▸ **Exercise instructions**: Look through the listing below and work out how many of its lines hold the word "written". Give only the number.

----

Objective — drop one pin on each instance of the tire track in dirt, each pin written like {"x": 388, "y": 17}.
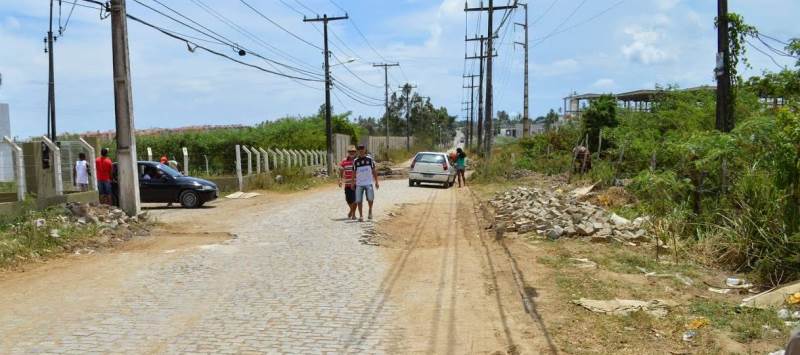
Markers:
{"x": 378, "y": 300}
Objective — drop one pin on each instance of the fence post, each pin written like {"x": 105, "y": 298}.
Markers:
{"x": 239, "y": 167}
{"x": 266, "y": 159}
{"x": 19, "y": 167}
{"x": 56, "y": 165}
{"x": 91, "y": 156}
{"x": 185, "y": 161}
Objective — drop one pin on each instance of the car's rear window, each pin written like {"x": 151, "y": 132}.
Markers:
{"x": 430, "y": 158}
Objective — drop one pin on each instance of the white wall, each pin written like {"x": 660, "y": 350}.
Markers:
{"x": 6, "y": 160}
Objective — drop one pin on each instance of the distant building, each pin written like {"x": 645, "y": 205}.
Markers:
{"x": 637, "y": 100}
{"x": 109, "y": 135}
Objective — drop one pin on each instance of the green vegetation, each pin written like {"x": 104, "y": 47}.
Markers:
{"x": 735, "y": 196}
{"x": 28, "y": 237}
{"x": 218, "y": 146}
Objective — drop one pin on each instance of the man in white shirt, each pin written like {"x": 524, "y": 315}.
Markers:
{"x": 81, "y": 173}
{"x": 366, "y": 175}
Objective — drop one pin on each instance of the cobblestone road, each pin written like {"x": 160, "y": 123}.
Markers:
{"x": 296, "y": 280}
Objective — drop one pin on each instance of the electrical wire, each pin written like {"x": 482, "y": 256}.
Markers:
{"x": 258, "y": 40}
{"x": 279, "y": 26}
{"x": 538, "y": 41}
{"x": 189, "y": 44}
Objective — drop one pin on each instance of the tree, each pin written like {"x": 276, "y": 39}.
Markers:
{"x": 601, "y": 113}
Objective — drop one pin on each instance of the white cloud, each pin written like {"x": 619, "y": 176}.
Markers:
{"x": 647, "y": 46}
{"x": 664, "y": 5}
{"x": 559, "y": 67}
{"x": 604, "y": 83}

----

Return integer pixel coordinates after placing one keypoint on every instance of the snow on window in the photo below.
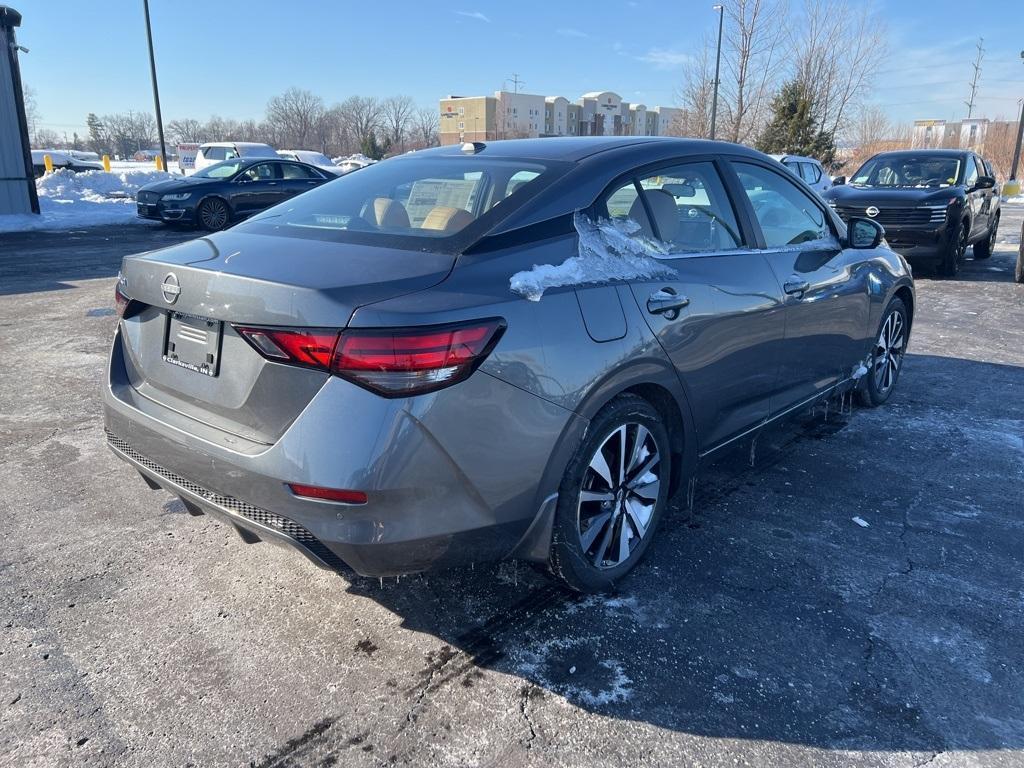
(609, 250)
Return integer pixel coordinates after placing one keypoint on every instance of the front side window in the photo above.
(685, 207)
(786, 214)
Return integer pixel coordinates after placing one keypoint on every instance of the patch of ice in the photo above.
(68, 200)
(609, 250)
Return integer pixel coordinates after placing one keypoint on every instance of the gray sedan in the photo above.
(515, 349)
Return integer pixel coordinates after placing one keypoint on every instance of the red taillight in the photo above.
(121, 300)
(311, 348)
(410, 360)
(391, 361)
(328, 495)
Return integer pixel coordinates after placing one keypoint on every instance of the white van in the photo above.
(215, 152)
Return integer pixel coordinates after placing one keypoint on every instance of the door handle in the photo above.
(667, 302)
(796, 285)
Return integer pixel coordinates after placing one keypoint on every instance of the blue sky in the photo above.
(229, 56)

----

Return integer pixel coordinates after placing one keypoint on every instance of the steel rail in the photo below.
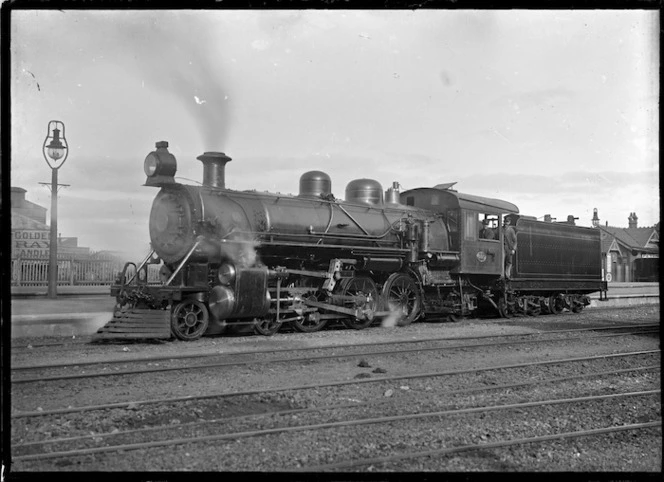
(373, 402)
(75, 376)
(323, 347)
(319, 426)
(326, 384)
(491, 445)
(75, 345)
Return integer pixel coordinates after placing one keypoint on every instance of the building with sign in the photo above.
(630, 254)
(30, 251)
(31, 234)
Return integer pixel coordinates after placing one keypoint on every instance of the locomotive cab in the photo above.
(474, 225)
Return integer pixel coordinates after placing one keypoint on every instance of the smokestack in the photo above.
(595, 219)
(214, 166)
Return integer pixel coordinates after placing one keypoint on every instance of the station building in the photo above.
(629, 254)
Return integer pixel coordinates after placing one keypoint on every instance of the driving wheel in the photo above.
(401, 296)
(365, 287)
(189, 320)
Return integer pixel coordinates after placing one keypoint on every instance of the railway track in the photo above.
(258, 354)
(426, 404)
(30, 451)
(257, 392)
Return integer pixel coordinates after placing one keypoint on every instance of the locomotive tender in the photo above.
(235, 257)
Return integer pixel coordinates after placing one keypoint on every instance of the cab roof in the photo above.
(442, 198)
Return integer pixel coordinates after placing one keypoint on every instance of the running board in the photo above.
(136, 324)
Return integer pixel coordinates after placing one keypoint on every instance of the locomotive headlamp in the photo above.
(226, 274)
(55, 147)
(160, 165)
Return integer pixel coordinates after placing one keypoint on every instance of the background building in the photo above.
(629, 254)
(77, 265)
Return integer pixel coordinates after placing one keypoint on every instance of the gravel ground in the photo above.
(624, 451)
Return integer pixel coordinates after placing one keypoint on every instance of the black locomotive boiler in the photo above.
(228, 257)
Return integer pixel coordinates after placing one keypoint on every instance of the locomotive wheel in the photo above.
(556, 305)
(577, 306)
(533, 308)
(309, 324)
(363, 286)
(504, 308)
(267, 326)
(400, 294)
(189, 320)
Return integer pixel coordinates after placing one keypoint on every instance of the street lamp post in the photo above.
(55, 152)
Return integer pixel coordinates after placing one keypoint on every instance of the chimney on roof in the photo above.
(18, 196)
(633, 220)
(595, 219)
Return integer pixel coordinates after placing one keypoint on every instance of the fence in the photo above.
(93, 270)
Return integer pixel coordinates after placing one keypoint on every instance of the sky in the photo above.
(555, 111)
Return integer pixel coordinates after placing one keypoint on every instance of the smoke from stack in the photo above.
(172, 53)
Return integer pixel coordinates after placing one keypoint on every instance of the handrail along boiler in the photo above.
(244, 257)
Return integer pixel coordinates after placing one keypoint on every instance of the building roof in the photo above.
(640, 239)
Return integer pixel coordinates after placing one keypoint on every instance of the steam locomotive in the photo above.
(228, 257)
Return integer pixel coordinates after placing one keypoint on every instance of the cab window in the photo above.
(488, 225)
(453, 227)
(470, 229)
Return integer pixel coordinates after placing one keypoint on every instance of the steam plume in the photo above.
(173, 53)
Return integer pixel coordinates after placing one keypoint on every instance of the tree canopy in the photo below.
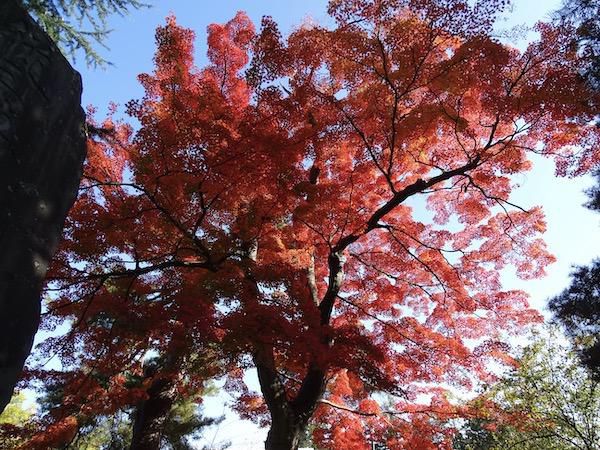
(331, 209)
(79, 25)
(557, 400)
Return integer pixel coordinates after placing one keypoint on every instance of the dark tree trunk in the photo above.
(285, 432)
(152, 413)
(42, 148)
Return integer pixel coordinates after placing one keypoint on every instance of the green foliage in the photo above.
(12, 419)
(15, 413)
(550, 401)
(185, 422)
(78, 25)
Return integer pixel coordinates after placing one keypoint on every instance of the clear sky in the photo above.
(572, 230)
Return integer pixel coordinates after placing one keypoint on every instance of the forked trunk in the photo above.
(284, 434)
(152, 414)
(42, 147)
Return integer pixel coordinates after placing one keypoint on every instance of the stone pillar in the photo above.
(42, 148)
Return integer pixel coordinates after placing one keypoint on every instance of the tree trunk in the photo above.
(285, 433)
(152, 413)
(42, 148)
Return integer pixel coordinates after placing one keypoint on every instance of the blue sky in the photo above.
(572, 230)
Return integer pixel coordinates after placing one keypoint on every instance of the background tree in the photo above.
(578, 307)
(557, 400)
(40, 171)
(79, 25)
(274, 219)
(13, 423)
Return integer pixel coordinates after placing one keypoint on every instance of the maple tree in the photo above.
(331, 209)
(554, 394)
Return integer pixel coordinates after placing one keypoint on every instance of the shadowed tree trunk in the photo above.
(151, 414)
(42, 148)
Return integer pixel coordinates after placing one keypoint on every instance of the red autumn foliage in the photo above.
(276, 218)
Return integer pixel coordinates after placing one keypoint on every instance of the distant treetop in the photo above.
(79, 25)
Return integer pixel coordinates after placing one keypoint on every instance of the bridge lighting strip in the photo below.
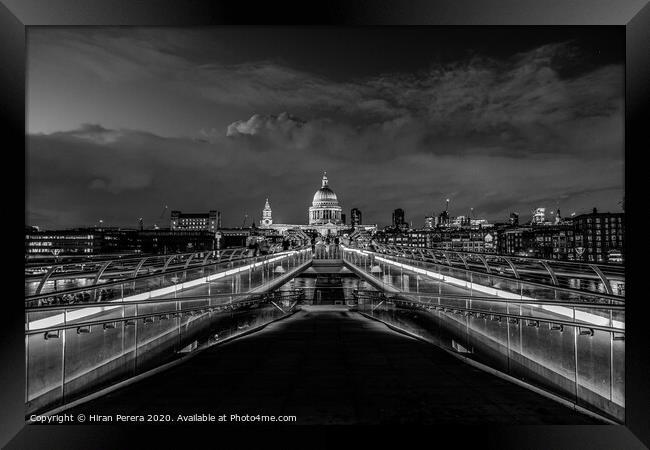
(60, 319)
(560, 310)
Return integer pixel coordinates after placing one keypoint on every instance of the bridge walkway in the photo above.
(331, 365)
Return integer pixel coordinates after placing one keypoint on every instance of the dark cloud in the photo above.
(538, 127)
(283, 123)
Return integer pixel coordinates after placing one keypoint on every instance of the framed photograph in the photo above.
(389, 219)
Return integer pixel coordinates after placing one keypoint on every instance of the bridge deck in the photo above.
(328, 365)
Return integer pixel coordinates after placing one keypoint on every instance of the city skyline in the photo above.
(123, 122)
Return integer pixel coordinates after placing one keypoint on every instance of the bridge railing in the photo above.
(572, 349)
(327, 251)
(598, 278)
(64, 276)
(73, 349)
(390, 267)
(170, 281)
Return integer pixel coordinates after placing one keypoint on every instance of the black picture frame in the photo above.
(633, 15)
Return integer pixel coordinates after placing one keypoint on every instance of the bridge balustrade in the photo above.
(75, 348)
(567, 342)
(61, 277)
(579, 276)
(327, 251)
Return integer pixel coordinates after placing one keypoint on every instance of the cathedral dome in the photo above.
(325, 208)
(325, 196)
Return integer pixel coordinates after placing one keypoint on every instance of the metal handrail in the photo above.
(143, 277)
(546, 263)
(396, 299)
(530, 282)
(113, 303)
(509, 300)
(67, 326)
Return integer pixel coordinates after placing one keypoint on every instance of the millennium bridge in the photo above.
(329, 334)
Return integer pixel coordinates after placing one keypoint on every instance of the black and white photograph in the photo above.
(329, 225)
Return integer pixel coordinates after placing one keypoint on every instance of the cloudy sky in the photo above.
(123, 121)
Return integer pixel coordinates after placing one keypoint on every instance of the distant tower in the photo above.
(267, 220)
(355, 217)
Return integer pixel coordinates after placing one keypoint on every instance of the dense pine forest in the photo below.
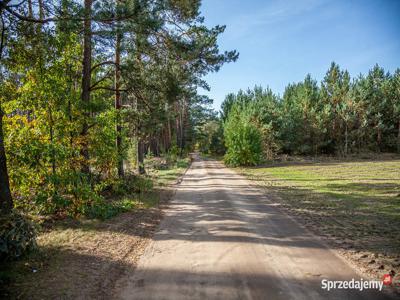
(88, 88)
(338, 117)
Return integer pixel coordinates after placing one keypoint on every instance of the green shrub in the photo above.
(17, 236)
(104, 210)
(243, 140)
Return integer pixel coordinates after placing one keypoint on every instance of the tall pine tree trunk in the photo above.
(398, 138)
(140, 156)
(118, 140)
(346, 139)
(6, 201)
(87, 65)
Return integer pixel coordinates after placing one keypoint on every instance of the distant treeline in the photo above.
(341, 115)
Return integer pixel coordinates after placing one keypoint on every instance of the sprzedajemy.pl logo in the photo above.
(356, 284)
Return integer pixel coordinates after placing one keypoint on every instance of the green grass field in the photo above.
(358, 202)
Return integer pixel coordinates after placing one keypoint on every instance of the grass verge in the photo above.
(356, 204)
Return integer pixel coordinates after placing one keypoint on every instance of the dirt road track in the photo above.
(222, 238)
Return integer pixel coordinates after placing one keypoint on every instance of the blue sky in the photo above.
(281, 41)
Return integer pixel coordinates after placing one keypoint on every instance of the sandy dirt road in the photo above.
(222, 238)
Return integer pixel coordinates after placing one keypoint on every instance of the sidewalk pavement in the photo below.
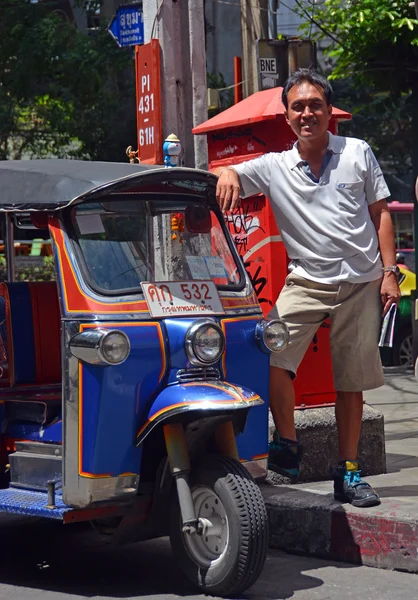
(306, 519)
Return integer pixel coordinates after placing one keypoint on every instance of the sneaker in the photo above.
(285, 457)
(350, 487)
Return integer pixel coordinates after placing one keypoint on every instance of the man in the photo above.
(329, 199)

----

▸ **Exercise solution**: 11